- Extrait du document:
---*---

En réalité, peu de femmes s'en sortent. On estime à 50 % le taux de séropositivité auprès des prostituées. Les filles se contaminent rapidement. Naïvement, les clients, locaux ou étrangers, sollicitent des gamines de plus en plus jeunes, croyant ainsi diminuer le risque de contamination. En moyenne, un enfant qui commence à être sexuellement abusé, est infecté par le VIH au bout de quelques mois. La plupart de ces filles ne s'en sortiront pas, et retournent au village pour mourir misérablement. Quand elles sont trop maigres ou malades, les proxénètes ou mamasan de bordels les y renvoient pour ne pas scandaliser les clients, et pour diminuer les frais de soins. Ceci génère une demande toujours croissante de nouvelles filles, c'est-à-dire le trafic d'êtres humains. Certaines filles réussissent à économiser un peu d'argent au bout de quelques années, et retournent au village pour ouvrir un petit business. Mais ces cas restent des exceptions.

---*---

- Travail demandé: Rédigez la suite de l'extrait sur la prostitution et le VIH en partant de sa dernière phrase. Les lignes placées ensuite n'ont aucun lien avec cet extrait.

Entrées du jeu de données:
---*---

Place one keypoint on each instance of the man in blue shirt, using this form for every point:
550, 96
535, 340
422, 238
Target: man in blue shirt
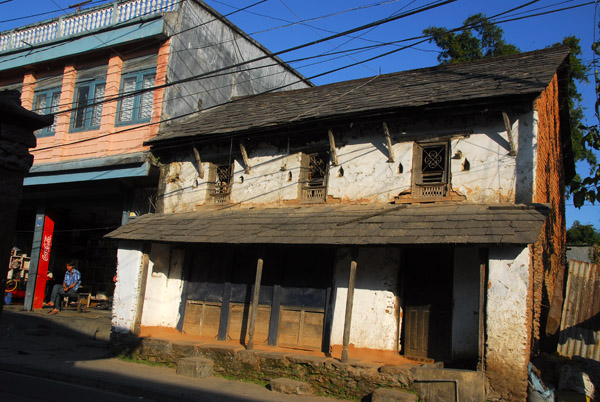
69, 287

---*---

- Zone de réponse:
 
Des proxénètes du "Building" posent avec "leurs filles". Dans les bidonvilles, le proxénétisme est hiérarchiquement organisé, avec les autorités en tête. Le racket est endémique. Le proxénète assure la "protection" des filles et sert de rabatteur.
Le sida est-il très présent dans la société cambodgienne ? Et dans l'univers de la prostitution ? Quel est son impact sur la vie des prostituées et sur le rapport de la société à ces femmes ?
La situation par rapport au VIH-SIDA est très alarmante. Le Cambodge connaît un des taux de progression les plus forts en Asie. Les estimations annoncent entre 170 000 et 300 000 séropositifs dans le pays. En tout cas, le chiffre dépasse les 200 000 personnes infectées pour 12 millions d'habitants. Les tests de VIH sont coûteux et quasi inexistants hors des grandes villes. Il est difficile d'avoir des chiffres à jour et précis.

La contamination se fait quasi exclusivement par voie sexuelle. Il y a peu d'usagers de drogues intraveineuses, et il n'y a pas eu de transfusions sanguines massives de sang contaminé comme en Chine. Le plus grand foyer est bien sûr Phnom Penh, et comme ailleurs, certains groupes « à risque » sont des vecteurs de transmission. Les populations mobiles et éloignées de leur famille comme les militaires, les policiers, les camionneurs, les ouvriers qui partent travailler en ville sont particulièrement concernées.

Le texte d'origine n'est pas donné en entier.